FRAGMENTO DE ORIGEN >>
------------------------------------------------------------

A finales de septiembre nos enteramos con retraso de la muerte de John Searle a los 93 años. En realidad el fallecimiento ocurrió el 17, pero la noticia no trascendió hasta diez días después, gracias a un correo de la que fue su secretaria durante cuarenta años, Jennifer Hudin, al filósofo Colin McGinn. Al parecer, el filósofo estadounidense llevaba recluido desde 2024 en una residencia de ancianos, sin que amigos o antiguos colegas pudieran contactar con él. Unos años antes –en 2019– la Universidad de California en Berkeley, donde enseñó durante seis décadas, le había revocado el nombramiento y los privilegios de emérito debido a una denuncia de acoso sexual. En palabras de Hudin, los últimos años del filósofo fueron “infernales”.
Al margen de las circunstancias personales, Searle ha sido figura señera de la filosofía contemporánea, siendo mundialmente conocido por sus contribuciones a la filosofía del lenguaje y de la mente así como a la filosofía social. Quien más o quien menos ha oído hablar, por ejemplo, del experimento de la habitación china, ahora de moda gracias a la Inteligencia Artificial. Sorprende por ello la escasa repercusión que ha tenido la noticia en prensa y redes sociales, no ya en España, sino en grandes medios internacionales con los que colaboró y donde mantuvo, como recordaba Pablo de Lora, formidables polémicas con figuras tan conocidas como Noam Chomsky, Daniel Dennett o Jacques Derrida, entre otros.

------------------------------------------------------------

MATERIAL DE TRABAJO >>

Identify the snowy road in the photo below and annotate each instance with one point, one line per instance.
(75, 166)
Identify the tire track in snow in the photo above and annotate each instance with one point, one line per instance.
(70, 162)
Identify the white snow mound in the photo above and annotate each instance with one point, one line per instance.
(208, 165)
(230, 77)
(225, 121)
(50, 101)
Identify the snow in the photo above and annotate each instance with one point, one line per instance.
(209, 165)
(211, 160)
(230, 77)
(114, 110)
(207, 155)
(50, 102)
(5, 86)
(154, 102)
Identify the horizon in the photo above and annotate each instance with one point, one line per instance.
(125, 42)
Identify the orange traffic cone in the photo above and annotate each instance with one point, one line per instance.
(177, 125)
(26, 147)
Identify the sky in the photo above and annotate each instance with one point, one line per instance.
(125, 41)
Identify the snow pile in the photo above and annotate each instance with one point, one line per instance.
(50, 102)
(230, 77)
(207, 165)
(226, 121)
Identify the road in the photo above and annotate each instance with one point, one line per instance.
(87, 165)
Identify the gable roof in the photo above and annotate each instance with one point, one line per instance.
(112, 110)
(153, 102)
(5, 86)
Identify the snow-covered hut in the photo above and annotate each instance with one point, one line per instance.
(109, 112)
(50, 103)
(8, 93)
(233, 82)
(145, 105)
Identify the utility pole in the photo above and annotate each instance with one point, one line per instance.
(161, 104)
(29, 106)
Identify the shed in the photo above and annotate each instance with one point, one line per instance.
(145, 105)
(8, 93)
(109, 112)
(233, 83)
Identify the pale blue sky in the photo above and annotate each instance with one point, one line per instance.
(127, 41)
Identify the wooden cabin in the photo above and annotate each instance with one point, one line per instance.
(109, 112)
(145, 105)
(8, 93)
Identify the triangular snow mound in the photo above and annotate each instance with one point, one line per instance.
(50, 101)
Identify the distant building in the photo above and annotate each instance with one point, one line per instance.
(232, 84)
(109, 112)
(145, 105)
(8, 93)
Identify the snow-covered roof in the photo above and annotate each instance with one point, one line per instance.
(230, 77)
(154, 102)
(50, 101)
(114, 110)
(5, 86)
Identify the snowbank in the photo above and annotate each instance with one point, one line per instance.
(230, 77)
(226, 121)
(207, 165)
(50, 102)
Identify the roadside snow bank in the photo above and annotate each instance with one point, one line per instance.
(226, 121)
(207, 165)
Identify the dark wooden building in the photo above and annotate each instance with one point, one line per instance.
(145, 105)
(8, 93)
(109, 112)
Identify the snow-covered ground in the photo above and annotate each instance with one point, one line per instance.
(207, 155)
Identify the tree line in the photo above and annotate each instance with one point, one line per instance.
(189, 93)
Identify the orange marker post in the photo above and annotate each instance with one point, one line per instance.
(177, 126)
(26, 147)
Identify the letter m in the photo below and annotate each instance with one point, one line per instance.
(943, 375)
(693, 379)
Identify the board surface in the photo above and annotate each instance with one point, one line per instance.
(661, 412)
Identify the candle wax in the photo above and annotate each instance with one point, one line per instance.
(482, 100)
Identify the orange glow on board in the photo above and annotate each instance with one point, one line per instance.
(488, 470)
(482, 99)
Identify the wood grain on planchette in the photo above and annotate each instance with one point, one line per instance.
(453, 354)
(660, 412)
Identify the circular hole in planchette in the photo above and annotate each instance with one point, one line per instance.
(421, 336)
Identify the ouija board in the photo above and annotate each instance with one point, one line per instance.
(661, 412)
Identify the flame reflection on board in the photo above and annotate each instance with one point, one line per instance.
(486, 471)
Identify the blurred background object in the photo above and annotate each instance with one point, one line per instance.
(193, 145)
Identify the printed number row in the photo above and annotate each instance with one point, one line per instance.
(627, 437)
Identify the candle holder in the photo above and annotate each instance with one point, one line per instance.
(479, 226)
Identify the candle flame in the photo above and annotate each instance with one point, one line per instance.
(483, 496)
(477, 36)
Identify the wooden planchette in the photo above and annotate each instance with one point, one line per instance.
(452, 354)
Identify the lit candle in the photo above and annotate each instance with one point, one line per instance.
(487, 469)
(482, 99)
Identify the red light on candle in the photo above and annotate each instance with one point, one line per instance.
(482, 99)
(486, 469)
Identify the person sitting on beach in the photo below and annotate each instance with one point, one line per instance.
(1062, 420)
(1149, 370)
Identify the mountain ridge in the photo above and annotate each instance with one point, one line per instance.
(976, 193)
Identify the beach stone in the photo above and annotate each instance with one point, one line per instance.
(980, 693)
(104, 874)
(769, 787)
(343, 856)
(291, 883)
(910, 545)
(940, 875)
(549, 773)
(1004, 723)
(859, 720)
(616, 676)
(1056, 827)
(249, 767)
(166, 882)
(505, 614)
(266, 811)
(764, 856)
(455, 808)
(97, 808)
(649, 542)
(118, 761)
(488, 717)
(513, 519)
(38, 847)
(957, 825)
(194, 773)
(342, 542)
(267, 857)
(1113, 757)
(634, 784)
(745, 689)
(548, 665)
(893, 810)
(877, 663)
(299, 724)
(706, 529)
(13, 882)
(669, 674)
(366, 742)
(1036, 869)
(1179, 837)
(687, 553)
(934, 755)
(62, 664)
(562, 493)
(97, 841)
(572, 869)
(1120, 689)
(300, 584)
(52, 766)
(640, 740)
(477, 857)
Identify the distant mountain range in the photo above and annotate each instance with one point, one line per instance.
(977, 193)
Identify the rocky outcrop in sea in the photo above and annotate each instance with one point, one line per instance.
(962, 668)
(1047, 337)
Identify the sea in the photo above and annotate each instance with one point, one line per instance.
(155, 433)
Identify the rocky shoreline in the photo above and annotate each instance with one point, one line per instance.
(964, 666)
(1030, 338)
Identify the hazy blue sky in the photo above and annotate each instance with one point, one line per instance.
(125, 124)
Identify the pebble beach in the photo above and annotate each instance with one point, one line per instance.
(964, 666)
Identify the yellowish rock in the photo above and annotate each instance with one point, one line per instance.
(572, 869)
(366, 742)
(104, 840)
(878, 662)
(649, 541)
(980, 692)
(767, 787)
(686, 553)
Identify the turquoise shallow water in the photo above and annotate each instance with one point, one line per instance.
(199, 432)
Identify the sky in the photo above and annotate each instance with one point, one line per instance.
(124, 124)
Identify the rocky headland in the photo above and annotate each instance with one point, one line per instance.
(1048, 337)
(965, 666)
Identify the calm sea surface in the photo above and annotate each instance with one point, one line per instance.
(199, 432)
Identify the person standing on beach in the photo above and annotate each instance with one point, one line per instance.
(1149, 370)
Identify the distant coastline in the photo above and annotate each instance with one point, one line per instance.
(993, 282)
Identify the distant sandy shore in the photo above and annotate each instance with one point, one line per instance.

------------------------------------------------------------

TAREA PLANTEADA 1 >> ¿Puedes citar el fragmento sobre la muerte de John Searle completo y sin cambiar nada?
TAREA PLANTEADA 2 >> ¿Puedes pasar a un CSV de dos columnas, «tarea» y «valor», todo lo de los registros desde la línea que contiene "Identify the distant mountain" hasta la que contiene "(1030, 338)", ambas incluidas? Pon una fila por cada texto de «tarea» junto con su «valor», cada campo entre comillas y los saltos de línea cambiados por espacios.
El fragmento y los registros son materiales independientes entre sí.

RESPUESTA COMPLETA 1 >>
A finales de septiembre nos enteramos con retraso de la muerte de John Searle a los 93 años. En realidad el fallecimiento ocurrió el 17, pero la noticia no trascendió hasta diez días después, gracias a un correo de la que fue su secretaria durante cuarenta años, Jennifer Hudin, al filósofo Colin McGinn. Al parecer, el filósofo estadounidense llevaba recluido desde 2024 en una residencia de ancianos, sin que amigos o antiguos colegas pudieran contactar con él. Unos años antes –en 2019– la Universidad de California en Berkeley, donde enseñó durante seis décadas, le había revocado el nombramiento y los privilegios de emérito debido a una denuncia de acoso sexual. En palabras de Hudin, los últimos años del filósofo fueron “infernales”.
Al margen de las circunstancias personales, Searle ha sido figura señera de la filosofía contemporánea, siendo mundialmente conocido por sus contribuciones a la filosofía del lenguaje y de la mente así como a la filosofía social. Quien más o quien menos ha oído hablar, por ejemplo, del experimento de la habitación china, ahora de moda gracias a la Inteligencia Artificial. Sorprende por ello la escasa repercusión que ha tenido la noticia en prensa y redes sociales, no ya en España, sino en grandes medios internacionales con los que colaboró y donde mantuvo, como recordaba Pablo de Lora, formidables polémicas con figuras tan conocidas como Noam Chomsky, Daniel Dennett o Jacques Derrida, entre otros.

RESPUESTA COMPLETA 2 >>
tarea,valor
"Identify the distant mountain range in the photo above and annotate each instance with one point, one line per instance.","(977, 193)"
"Identify the rocky outcrop in sea in the photo above and annotate each instance with one point, one line per instance.","(962, 668) (1047, 337)"
"Identify the sea in the photo above and annotate each instance with one point, one line per instance.","(155, 433)"
"Identify the rocky shoreline in the photo above and annotate each instance with one point, one line per instance.","(964, 666) (1030, 338)"